> _EXERCISE DIRECTIONS_: Duplicate the following lines of the data below verbatim, beginning with the line that contains "door in the image." and continuing through the line that contains "[86,753,120,780]", with both of those lines included.

***** RECORDED DATA

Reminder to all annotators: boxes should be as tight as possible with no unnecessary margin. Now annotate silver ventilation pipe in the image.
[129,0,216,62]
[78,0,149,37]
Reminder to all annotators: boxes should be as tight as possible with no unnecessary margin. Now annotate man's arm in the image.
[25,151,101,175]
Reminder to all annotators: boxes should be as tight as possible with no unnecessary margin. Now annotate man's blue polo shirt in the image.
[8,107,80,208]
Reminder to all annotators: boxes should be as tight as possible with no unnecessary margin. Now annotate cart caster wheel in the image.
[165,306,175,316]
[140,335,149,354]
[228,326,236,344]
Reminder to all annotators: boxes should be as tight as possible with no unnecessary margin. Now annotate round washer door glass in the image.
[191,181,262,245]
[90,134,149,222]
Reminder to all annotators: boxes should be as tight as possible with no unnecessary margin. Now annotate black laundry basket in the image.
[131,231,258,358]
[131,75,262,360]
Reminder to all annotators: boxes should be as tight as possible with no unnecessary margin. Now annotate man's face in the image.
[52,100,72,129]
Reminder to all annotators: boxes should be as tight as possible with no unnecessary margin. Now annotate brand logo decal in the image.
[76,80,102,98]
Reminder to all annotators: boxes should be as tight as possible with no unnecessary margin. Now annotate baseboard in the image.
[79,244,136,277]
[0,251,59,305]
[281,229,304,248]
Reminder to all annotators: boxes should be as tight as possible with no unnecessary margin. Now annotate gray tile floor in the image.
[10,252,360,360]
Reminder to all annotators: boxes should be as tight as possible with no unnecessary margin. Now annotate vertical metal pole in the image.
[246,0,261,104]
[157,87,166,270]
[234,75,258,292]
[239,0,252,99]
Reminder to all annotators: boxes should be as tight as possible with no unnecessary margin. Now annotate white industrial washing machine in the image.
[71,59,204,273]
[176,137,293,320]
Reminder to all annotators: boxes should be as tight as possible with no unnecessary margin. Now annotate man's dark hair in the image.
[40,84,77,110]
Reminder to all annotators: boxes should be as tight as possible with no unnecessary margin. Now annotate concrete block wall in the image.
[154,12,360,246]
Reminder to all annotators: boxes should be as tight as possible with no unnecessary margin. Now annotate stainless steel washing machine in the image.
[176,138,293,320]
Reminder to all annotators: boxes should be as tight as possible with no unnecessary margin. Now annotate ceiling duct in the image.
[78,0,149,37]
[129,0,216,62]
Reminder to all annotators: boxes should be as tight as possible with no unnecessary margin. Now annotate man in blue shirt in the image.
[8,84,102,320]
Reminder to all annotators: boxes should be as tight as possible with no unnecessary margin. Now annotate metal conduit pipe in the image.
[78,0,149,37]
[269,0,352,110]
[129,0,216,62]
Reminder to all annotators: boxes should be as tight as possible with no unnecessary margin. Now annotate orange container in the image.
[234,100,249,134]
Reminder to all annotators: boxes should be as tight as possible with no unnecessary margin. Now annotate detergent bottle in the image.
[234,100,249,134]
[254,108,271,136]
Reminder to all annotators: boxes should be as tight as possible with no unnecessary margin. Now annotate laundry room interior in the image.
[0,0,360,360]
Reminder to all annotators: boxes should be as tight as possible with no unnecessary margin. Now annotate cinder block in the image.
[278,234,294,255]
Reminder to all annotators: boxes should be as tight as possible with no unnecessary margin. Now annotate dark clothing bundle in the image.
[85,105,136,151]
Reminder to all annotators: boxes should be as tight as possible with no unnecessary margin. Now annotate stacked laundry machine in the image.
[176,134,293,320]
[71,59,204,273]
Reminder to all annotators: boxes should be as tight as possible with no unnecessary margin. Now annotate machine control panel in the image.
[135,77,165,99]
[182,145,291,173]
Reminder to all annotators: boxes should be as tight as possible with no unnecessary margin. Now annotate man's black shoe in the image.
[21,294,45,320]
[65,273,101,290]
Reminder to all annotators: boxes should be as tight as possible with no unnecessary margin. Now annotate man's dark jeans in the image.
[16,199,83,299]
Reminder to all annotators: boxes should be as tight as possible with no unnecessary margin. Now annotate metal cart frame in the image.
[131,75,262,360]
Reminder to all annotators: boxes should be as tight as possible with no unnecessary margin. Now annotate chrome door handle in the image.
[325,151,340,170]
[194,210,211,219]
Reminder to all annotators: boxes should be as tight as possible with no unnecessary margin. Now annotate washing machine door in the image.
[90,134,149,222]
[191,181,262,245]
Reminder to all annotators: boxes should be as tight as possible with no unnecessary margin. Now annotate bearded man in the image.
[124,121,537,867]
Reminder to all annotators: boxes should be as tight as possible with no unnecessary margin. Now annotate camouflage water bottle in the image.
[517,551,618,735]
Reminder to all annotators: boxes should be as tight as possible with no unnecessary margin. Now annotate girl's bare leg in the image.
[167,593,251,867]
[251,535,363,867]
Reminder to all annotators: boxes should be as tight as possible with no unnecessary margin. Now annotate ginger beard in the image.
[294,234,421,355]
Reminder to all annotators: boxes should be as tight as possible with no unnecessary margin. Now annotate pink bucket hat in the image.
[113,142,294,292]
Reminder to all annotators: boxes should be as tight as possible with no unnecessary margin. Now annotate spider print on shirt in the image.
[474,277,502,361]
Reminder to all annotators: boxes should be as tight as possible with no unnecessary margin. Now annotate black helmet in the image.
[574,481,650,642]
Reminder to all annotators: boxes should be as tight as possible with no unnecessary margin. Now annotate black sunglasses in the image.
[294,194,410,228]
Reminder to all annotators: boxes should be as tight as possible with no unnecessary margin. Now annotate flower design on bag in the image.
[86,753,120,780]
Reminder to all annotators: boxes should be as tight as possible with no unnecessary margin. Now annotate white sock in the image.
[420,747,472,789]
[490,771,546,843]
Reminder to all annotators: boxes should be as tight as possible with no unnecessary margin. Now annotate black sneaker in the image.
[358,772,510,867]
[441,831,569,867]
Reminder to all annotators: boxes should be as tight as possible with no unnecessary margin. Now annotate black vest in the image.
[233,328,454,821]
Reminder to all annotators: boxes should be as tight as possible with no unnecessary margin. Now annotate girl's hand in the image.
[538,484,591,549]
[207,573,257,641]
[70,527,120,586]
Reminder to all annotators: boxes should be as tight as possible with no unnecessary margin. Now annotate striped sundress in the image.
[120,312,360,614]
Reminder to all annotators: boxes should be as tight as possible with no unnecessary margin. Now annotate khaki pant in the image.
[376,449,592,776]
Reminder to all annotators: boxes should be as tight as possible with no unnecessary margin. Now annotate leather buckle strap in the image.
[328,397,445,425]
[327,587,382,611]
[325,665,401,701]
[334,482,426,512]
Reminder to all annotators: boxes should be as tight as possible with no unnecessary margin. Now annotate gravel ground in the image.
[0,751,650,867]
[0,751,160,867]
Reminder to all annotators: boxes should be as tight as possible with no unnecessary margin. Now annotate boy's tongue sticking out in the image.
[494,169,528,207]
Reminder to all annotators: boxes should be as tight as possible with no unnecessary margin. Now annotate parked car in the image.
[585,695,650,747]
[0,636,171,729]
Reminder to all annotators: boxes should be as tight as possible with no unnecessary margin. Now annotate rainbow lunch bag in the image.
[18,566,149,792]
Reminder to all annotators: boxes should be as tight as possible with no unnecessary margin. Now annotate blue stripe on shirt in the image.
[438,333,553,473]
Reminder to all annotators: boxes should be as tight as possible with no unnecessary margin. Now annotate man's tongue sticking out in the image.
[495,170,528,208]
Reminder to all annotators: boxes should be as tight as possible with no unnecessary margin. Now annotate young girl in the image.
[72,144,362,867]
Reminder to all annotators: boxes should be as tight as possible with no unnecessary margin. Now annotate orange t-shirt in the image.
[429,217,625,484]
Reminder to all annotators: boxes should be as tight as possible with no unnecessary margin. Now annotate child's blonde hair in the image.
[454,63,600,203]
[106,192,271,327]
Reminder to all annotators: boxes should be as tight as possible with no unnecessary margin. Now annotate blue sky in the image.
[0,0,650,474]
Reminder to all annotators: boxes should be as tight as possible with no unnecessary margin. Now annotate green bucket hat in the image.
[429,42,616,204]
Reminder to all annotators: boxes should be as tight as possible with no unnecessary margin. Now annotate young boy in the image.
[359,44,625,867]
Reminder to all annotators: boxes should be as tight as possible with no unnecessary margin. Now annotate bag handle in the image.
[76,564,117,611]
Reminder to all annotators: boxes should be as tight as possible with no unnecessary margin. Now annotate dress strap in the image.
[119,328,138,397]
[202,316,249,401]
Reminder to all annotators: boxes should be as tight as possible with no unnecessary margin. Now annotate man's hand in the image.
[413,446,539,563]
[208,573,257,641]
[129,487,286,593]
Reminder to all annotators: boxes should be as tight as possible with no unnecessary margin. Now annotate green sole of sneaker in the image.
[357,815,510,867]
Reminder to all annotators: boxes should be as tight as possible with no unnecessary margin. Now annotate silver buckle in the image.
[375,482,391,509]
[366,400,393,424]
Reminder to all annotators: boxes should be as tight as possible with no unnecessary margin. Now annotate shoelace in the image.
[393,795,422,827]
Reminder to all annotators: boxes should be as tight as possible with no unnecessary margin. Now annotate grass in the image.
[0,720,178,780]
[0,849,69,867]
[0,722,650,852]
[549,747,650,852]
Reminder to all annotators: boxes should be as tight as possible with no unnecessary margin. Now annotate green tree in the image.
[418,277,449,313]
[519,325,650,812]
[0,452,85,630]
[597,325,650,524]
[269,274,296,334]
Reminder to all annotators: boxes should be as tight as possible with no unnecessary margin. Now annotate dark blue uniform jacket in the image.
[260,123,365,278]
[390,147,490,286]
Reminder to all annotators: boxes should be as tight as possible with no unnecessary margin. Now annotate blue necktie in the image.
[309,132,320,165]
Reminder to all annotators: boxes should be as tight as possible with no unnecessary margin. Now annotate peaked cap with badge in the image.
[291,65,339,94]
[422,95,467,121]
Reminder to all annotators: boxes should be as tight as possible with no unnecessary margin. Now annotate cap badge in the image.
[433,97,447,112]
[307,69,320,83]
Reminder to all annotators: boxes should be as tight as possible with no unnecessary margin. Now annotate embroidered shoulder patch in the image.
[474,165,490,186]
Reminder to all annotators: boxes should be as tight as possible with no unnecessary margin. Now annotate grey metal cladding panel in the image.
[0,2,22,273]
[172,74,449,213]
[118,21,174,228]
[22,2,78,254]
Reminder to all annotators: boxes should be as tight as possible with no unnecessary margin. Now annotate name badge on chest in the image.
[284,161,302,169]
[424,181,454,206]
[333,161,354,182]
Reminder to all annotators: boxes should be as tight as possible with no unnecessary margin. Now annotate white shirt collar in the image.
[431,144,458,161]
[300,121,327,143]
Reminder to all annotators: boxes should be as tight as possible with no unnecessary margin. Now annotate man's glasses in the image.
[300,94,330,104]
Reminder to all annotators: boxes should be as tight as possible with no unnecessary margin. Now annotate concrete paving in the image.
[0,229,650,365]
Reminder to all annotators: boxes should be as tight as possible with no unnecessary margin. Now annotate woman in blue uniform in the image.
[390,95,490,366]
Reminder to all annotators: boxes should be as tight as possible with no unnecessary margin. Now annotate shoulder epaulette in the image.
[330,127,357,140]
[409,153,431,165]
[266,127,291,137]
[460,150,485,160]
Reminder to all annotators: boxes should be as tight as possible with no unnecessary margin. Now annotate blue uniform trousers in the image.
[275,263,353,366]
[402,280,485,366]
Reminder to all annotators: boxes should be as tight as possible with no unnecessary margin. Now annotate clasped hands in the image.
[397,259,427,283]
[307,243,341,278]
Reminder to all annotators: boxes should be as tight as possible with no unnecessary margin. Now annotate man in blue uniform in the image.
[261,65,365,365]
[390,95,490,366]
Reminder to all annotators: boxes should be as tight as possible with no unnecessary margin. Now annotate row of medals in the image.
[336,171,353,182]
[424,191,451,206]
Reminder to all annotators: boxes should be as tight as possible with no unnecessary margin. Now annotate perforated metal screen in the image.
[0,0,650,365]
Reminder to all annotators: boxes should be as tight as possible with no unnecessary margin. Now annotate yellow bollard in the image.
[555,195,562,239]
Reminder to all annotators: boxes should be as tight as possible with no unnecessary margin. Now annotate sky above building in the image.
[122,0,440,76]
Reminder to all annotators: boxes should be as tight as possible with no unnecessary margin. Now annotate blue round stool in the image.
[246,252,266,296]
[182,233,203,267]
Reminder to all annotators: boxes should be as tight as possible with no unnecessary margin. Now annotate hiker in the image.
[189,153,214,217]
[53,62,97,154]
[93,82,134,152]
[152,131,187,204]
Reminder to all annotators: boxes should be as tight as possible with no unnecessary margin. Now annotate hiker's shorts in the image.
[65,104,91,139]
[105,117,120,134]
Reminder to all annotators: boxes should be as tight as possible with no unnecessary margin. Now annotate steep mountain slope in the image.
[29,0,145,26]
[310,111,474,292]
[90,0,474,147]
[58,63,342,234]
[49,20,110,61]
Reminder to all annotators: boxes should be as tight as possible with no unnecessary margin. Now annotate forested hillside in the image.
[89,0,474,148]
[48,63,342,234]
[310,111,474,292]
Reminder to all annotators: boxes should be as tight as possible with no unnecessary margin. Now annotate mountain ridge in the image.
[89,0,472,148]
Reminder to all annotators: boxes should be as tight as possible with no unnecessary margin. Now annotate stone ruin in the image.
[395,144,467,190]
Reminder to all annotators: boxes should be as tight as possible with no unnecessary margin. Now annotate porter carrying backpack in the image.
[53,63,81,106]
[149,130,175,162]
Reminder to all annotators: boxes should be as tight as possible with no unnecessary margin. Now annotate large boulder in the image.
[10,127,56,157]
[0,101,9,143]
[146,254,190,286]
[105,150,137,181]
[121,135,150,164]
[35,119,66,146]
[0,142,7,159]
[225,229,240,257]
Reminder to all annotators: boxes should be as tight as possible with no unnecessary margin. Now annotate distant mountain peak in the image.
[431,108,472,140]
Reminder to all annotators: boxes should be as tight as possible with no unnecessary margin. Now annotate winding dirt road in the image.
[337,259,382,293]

**********

> _EXERCISE OUTPUT_:
Reminder to all annotators: boxes should be as tight as possible with no unnecessary margin. Now annotate washing machine door in the image.
[90,134,149,222]
[191,181,262,245]
Reminder to all annotators: boxes should be as tight as possible with no unnecessary margin. Now annotate bearded man in the image.
[124,121,537,867]
Reminder to all annotators: boxes should be as tight as possible with no unnecessary margin. Now annotate camouflage water bottle in the image.
[517,551,618,735]
Reminder to all annotators: boxes should be as tight as possible with no unnecessary margin. Now annotate girl's bare leg in the image.
[167,593,251,867]
[251,535,363,867]
Reminder to all annotators: boxes should be as tight as possible with no unnecessary margin. Now annotate ginger beard in the image.
[294,234,421,355]
Reminder to all annotators: boxes should be as tight as possible with no unnecessary margin. Now annotate pink bucket hat in the image.
[113,142,294,292]
Reminder to all annotators: boxes should be as tight as possible with no unnecessary margin. Now annotate spider print on shirt in the image.
[474,277,502,361]
Reminder to all annotators: boxes should be as tight as possible with no unnecessary margin. Now annotate black helmet in the image.
[574,481,650,642]
Reminder to all annotators: boxes should be as tight as possible with no unnecessary margin. Now annotate black sunglasses in the image.
[294,194,410,228]
Reminder to all annotators: boxes should be as tight as possible with no unnecessary margin. Now annotate flower design on bag in the image.
[86,753,120,780]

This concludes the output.